### Set exercise:
Pull out every line of the items below that contains the string "tank". Only matches with the same uppercase and lowercase letters count.

** Start **

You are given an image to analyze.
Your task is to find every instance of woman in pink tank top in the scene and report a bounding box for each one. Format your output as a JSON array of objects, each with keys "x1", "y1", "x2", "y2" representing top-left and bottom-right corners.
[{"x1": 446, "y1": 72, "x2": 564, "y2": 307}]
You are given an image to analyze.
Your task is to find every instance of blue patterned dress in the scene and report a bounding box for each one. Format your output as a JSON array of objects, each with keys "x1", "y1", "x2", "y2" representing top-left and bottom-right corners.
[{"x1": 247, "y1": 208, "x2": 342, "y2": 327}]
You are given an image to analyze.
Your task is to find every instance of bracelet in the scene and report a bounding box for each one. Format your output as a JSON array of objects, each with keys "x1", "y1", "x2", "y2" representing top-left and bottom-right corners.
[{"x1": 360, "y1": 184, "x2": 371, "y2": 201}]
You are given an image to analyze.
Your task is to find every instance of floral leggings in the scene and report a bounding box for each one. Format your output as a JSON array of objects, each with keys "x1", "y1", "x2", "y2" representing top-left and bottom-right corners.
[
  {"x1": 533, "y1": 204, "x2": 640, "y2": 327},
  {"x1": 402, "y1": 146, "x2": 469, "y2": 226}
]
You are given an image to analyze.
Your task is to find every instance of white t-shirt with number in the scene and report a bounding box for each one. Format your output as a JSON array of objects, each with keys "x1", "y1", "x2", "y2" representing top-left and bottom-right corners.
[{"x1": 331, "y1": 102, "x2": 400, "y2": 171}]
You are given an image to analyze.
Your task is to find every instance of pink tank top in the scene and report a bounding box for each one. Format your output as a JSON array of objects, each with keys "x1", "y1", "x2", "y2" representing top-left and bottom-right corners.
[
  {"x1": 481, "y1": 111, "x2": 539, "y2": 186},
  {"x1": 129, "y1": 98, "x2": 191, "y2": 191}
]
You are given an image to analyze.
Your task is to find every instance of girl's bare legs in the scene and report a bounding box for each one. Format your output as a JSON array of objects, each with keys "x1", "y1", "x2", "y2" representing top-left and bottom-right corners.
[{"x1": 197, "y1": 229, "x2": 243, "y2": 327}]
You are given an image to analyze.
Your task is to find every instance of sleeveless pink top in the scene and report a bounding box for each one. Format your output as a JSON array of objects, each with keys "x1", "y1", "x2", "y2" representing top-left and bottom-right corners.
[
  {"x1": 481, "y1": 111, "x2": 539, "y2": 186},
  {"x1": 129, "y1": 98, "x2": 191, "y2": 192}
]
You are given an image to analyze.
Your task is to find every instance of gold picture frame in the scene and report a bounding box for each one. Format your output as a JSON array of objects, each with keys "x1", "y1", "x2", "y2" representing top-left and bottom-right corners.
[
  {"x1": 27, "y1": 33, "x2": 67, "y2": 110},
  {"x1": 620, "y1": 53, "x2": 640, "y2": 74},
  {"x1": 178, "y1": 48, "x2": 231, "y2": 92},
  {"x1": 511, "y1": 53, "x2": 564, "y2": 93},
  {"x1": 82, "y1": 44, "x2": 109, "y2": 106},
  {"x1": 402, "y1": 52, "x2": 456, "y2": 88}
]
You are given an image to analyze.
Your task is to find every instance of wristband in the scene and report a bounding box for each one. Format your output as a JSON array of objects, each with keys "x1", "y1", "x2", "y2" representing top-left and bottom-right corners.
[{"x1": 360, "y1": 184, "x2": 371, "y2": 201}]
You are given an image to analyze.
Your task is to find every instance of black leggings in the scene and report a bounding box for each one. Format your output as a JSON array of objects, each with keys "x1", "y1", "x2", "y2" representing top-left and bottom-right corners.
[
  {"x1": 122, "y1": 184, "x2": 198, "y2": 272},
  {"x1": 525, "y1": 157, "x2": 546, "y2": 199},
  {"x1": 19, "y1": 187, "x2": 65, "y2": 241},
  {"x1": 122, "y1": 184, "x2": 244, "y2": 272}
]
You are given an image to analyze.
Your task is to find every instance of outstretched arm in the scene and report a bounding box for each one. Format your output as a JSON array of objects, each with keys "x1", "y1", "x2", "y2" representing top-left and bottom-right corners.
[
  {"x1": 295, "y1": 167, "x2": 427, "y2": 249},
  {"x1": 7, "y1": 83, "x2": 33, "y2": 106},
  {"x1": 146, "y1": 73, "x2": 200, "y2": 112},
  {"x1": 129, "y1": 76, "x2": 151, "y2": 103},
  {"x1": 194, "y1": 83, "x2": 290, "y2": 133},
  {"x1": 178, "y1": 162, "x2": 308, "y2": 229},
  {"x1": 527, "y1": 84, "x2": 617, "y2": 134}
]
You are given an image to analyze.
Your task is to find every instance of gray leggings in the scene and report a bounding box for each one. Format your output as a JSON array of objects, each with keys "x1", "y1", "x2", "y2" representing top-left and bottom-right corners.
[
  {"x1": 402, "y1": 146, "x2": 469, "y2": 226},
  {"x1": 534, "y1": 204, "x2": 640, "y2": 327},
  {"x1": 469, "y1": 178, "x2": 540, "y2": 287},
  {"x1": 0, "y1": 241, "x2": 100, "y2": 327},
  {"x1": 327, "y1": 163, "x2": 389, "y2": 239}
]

** End **

### The answer:
Your task is to find every instance of woman in pink tank top in the scene and report a bounding box for each one. Format your output as a JSON array of objects, each with keys "x1", "y1", "x2", "y2" representing top-left and bottom-right corners.
Your task is to find every instance of pink tank top in the scene and report a bounding box for each one. Format your output as a JSON array of objects, each with keys "x1", "y1", "x2", "y2" representing top-left and bottom-right corners.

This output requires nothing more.